#### What is needed
Give the listing again exactly, omitting its images.

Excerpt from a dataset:

*****

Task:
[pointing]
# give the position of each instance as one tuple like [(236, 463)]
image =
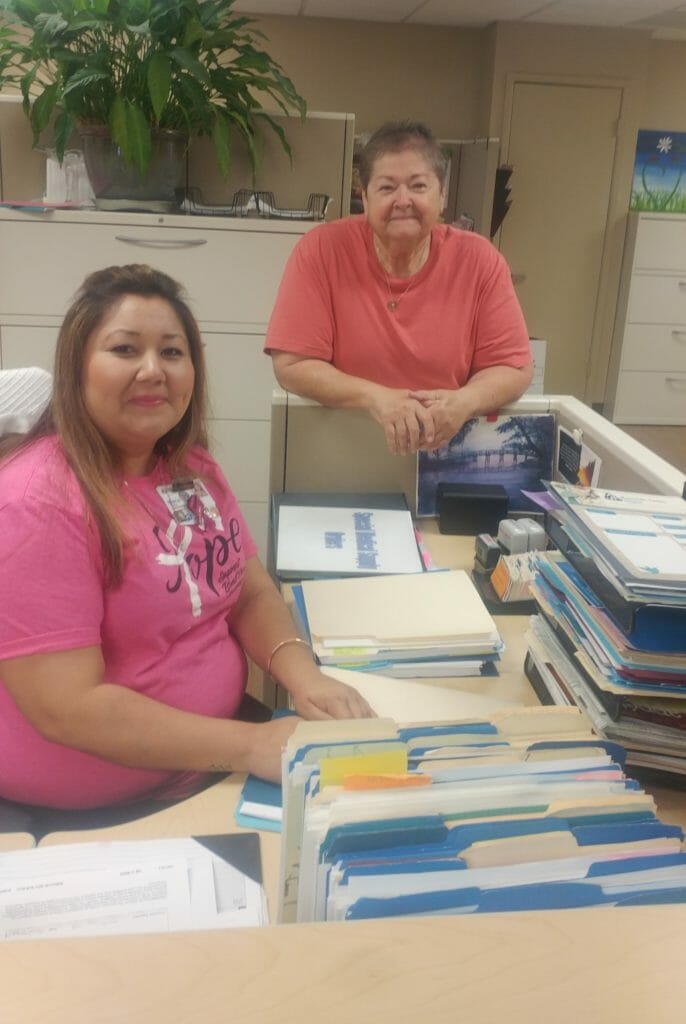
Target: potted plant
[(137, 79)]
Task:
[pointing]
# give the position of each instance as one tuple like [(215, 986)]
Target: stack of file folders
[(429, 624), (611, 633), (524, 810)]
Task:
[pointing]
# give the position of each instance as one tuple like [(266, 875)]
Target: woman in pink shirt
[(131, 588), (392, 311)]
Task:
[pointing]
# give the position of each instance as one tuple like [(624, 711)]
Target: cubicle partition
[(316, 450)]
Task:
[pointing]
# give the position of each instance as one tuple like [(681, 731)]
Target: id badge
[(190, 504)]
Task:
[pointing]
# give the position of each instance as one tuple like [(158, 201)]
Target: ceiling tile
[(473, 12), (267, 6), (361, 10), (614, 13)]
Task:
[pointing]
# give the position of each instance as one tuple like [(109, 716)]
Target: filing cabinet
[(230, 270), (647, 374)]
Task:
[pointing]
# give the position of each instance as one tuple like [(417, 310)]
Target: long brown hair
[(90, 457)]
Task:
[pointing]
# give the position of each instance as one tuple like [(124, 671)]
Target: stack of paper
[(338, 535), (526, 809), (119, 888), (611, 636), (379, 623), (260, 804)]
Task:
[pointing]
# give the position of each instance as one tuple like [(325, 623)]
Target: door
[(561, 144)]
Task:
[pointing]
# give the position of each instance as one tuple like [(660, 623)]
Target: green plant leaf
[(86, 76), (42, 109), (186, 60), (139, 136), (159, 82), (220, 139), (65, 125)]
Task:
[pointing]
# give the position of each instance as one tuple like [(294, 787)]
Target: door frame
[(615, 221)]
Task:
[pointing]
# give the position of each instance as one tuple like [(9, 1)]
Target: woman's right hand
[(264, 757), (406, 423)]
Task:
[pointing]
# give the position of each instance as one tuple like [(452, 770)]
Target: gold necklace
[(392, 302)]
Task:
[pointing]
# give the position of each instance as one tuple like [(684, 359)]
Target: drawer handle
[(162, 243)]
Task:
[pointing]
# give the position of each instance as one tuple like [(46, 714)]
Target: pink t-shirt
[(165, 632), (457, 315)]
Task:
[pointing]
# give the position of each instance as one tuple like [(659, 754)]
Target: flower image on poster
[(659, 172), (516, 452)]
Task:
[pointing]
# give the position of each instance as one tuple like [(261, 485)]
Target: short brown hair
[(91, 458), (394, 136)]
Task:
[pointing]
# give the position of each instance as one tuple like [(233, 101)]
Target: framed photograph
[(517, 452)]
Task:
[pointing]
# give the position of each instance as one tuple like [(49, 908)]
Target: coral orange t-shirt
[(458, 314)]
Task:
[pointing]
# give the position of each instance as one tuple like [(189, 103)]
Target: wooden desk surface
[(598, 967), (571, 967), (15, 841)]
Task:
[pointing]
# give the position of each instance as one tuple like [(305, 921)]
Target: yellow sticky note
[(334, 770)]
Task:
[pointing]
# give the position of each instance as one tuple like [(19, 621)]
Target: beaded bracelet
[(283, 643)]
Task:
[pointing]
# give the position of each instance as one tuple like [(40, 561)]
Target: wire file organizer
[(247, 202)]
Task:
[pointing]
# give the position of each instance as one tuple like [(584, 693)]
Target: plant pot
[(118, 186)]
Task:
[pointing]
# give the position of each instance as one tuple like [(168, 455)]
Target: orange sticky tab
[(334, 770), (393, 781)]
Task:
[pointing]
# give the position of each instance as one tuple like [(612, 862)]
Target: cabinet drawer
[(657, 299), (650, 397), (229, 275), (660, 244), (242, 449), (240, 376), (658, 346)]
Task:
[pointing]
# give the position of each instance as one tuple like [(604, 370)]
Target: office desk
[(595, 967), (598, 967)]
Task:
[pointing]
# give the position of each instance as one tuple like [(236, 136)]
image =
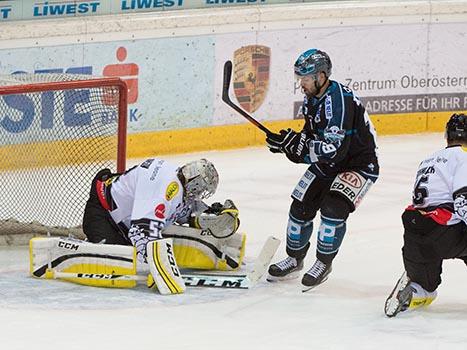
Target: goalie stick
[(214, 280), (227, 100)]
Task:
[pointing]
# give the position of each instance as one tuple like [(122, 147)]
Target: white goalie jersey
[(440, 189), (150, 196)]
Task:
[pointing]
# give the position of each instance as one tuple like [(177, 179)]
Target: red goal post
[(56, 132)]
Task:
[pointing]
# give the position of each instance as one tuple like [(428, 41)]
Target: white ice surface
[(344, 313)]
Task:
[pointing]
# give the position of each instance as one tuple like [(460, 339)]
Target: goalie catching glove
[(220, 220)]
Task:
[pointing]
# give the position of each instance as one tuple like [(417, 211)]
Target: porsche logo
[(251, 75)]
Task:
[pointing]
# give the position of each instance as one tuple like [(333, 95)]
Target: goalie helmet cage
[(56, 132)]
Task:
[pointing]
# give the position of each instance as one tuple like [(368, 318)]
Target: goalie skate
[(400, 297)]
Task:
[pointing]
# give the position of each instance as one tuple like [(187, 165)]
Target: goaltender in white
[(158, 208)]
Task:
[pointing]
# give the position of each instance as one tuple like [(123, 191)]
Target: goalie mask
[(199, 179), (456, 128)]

*****

#### Solution below
Task:
[pointing]
# give the position of each instance as one tuple like [(236, 463)]
image =
Target: potted plant
[(137, 79)]
Task:
[pointing]
# give the position of each instance as one tuple like [(215, 986)]
Target: stack of file folders
[(429, 624), (611, 633), (524, 810)]
Task:
[pointing]
# give the position of each instance as one tuple like [(266, 875)]
Target: woman in pink shirt
[(131, 588), (392, 311)]
Task:
[pointing]
# give the position of each instance as one tuple like [(624, 711)]
Target: cubicle partition
[(316, 450)]
Task:
[pointing]
# give the position of each instance as one tuple like [(681, 731)]
Target: id badge
[(190, 504)]
Task:
[pointing]
# give the position of each instance as one tuple like [(158, 201)]
Target: ceiling tile
[(473, 12), (267, 6), (361, 10), (614, 13)]
Task:
[pointing]
# give the position of each instance as one tuple like [(109, 716)]
Target: filing cabinet
[(230, 270), (647, 374)]
Task:
[pointing]
# give the position of each instance as one tuple like [(417, 310)]
Target: long brown hair
[(90, 457)]
Task:
[pointing]
# give the position of each instance as one tuple like [(124, 671)]
Target: stack of paper
[(338, 535), (526, 809), (119, 888), (611, 636), (379, 623), (260, 804)]
Task:
[pointing]
# give the position of each instance as one tuple like [(325, 623)]
Target: door
[(561, 144)]
Task:
[pointing]
# give the position of each instance as one tuple like [(660, 623)]
Target: green plant leaf
[(86, 76), (42, 109), (186, 60), (139, 136), (159, 82), (220, 139), (65, 125)]
Task:
[pointing]
# give the position of each instance as one tuple like [(294, 787)]
Target: door frame
[(615, 221)]
Task:
[pointing]
# give the position of each instance as one tuple like [(9, 1)]
Target: woman's right hand
[(264, 757), (406, 423)]
Task:
[pointing]
# give the position of each instance as one tuple like [(452, 770)]
Target: gold necklace
[(392, 302)]
Task:
[pointing]
# give the position of each instance as one tuple like [(684, 359)]
Target: drawer handle
[(162, 243)]
Task:
[pointing]
# give the position of each instance as one tuple like [(46, 714)]
Target: pink t-shirt
[(165, 632), (457, 315)]
Task:
[pointing]
# give the position of each instance as one tuple like [(659, 754)]
Target: flower image on poster
[(659, 172), (516, 452)]
Task:
[pointing]
# give the position of each instance as one tuple like [(261, 485)]
Target: short brown hair
[(91, 458), (394, 136)]
Task:
[pointing]
# give the position of each instance as one tuple like [(233, 101)]
Target: framed photograph
[(517, 452)]
Task:
[pointing]
# give the position of each instance as one tuple like [(49, 908)]
Target: coral orange t-shirt
[(458, 314)]
Task:
[pointing]
# give the position of each instance as one tuple like [(189, 103)]
Target: wooden desk surface
[(598, 967), (571, 967), (15, 841)]
Task:
[pointing]
# give the position of each instance as one tuple like [(305, 921)]
Target: yellow sticky note
[(334, 770)]
Task:
[pointing]
# give the position of each instance as one tuple like [(19, 621)]
Target: beaded bracelet
[(283, 643)]
Task:
[pointing]
# give the position of each instance as one tuple like [(40, 561)]
Target: wire file organizer
[(247, 202)]
Task:
[pointing]
# give the position of each instance as one tuple like [(584, 693)]
Target: plant pot
[(118, 186)]
Task:
[pointing]
# give the position of each instance as one tuple like [(168, 455)]
Target: orange sticky tab
[(334, 770), (393, 781)]
Task:
[pointing]
# give the position of each instance as one tuple like [(612, 862)]
Target: cabinet drawer
[(657, 299), (650, 397), (229, 275), (660, 244), (242, 449), (240, 376), (658, 346)]
Task:
[pointing]
# give the position of each instance as one tuple like [(604, 370)]
Target: office desk
[(595, 967), (598, 967)]
Task:
[pointing]
# give the position of each instance as one tuple like [(236, 136)]
image =
Target: goalie stick
[(214, 280), (227, 100)]
Task:
[pointing]
# give the position of each instance as one tuple like [(122, 147)]
Target: white goalie jersey
[(440, 189), (150, 196)]
Task:
[pointing]
# give the position of each instance as one tuple like [(177, 179)]
Target: red goal post
[(56, 132)]
Task:
[pointing]
# give the position of each instance as one tuple like [(428, 41)]
Target: white ice surface
[(344, 313)]
Task:
[pointing]
# give the position of each instance as one tuple like [(460, 339)]
Target: goalie catching glove
[(220, 220)]
Task:
[pointing]
# give the position of each instance as one tuple like [(417, 211)]
Target: porsche logo
[(251, 75)]
Task:
[pointing]
# give the position of each instance as one tuple like [(333, 95)]
Target: goalie helmet cage
[(56, 132)]
Task:
[pointing]
# give the position of each instance as one tuple like [(368, 318)]
Target: goalie skate
[(400, 297)]
Task:
[pointing]
# give the position of each instance as one tuple like [(187, 165)]
Target: goaltender in white
[(158, 208)]
Task:
[pointing]
# give the position of each instance as one tuple like [(123, 191)]
Target: goalie mask
[(199, 179), (456, 128)]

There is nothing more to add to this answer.